Data excerpts.

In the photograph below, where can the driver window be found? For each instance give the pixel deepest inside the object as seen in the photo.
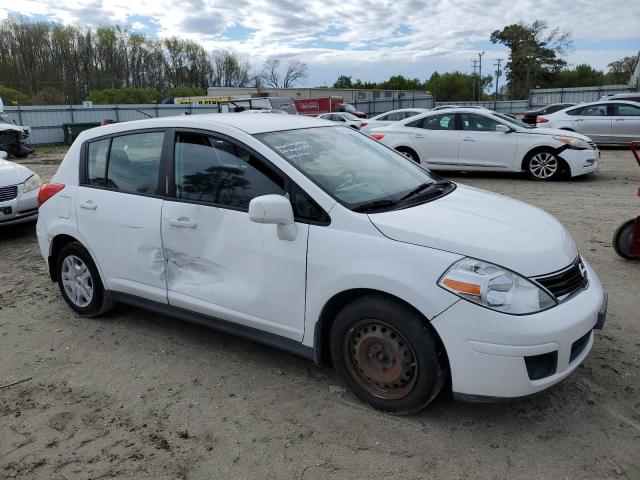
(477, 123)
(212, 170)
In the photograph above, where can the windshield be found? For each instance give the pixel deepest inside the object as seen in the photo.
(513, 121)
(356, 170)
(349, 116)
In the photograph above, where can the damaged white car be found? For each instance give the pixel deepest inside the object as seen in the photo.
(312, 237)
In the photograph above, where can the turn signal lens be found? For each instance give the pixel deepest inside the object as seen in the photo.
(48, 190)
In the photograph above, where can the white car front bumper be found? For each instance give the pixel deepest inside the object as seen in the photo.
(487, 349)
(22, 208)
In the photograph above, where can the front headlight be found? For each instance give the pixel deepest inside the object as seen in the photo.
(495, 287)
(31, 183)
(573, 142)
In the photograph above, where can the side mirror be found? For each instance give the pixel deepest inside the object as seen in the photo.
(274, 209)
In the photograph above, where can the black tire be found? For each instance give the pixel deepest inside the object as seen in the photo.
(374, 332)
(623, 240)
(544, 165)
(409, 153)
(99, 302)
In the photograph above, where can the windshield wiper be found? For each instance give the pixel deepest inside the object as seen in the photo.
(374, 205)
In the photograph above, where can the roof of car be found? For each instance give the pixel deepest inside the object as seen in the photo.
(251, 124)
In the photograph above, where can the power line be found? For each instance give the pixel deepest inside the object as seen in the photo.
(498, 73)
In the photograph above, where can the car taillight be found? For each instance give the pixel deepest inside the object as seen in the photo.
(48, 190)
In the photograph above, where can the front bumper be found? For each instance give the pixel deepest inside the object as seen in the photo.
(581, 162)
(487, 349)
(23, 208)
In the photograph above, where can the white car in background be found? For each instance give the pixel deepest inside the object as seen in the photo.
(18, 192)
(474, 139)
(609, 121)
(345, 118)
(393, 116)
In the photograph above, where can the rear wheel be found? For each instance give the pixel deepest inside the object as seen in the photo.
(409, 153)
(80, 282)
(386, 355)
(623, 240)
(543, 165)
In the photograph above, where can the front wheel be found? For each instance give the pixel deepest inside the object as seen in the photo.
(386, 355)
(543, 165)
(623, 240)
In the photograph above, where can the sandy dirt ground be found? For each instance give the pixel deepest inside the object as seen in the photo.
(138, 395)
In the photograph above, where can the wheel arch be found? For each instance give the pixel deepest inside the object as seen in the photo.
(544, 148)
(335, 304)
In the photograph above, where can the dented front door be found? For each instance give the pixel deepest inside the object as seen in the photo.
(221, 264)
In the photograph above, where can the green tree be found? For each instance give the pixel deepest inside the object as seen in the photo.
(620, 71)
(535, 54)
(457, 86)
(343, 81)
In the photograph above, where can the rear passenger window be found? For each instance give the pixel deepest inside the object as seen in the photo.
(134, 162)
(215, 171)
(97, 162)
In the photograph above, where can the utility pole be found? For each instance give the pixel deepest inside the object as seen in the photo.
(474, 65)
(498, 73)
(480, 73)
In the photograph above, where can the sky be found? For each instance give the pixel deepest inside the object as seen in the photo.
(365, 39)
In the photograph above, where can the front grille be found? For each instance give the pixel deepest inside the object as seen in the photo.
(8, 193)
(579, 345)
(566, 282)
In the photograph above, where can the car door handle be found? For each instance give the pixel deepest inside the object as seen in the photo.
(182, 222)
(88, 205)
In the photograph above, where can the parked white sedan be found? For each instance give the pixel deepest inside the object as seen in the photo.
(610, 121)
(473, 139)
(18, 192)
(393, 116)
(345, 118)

What you have to do.
Copy out, word for word, everything from the line containing "In the photograph above, where can the green" down to the last line of the entries above.

Finished answer.
In the photograph above, where can the green tree be found? For each instance give the pixel deepest inside the object as seen in the photo.
(620, 71)
(535, 54)
(457, 86)
(343, 81)
In the photograph above, where can the rear passenger window be found? For each instance give the pixel deepest inside the object as seen in the photo.
(134, 162)
(215, 171)
(97, 162)
In the photograph above, where can the utility pole be found? For each instance give the pixel deepest inside the object as seen in the photo.
(474, 65)
(498, 73)
(480, 73)
In the photograph above, where can the sky be found? For each instance give the pixel deepest inside the object as seen in the photo.
(365, 39)
In the photograph above, where can the front grille be found? For each instance give the pixel deepest inside the object as seen in the photo.
(8, 193)
(579, 345)
(566, 282)
In the photograph above, where can the car door handle be found? For each instance give the pixel deepest inside the object as seen in the photo.
(182, 222)
(88, 205)
In the photograph above, where can the parked white sedan be found? For each instance give the pixel deepest inside the object as seen in the photo.
(610, 121)
(473, 139)
(18, 192)
(393, 116)
(345, 118)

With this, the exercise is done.